DATASET ROWS
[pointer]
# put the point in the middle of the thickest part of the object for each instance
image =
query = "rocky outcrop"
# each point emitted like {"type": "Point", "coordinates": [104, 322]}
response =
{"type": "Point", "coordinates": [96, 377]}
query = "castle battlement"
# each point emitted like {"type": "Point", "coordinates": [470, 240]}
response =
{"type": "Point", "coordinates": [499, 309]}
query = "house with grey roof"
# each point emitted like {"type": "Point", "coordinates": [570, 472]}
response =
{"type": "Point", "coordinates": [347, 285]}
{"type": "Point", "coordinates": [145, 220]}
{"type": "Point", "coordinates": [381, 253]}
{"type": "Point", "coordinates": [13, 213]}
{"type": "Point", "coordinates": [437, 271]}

SHORT PROBLEM
Copy the rows above verbatim, every line unchanged.

FINISHED EXERCISE
[pointer]
# put the point in the middle of the thickest part of the object for each instance
image =
query = "rocky outcrop"
# each point emitted like {"type": "Point", "coordinates": [104, 322]}
response =
{"type": "Point", "coordinates": [96, 377]}
query = "castle battlement"
# each point emitted like {"type": "Point", "coordinates": [470, 240]}
response =
{"type": "Point", "coordinates": [499, 309]}
query = "house with grey roof"
# each point emitted like {"type": "Point", "coordinates": [570, 472]}
response =
{"type": "Point", "coordinates": [347, 285]}
{"type": "Point", "coordinates": [145, 220]}
{"type": "Point", "coordinates": [381, 253]}
{"type": "Point", "coordinates": [13, 213]}
{"type": "Point", "coordinates": [437, 271]}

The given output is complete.